Set problem: Print the records below word for word, leaving out the pictures.

Records for the task:

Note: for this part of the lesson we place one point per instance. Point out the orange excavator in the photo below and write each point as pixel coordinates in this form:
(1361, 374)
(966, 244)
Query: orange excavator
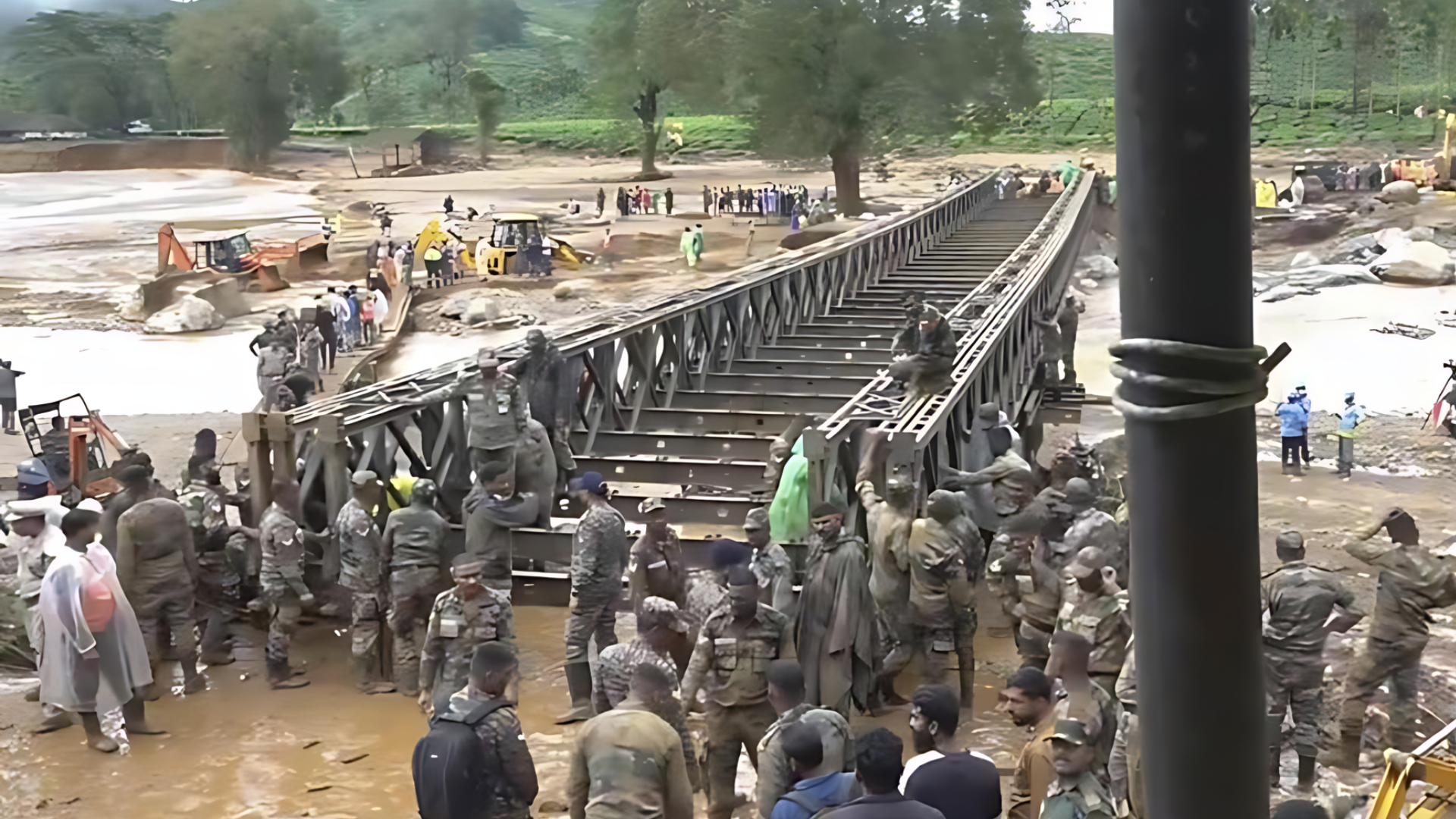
(231, 261)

Correct output:
Note: for this part of the lesson we place one point per instance. Point out the orange excavator in the photo below and write each point as pixel coordinates in this form:
(1361, 374)
(966, 244)
Query: orange excavator
(231, 261)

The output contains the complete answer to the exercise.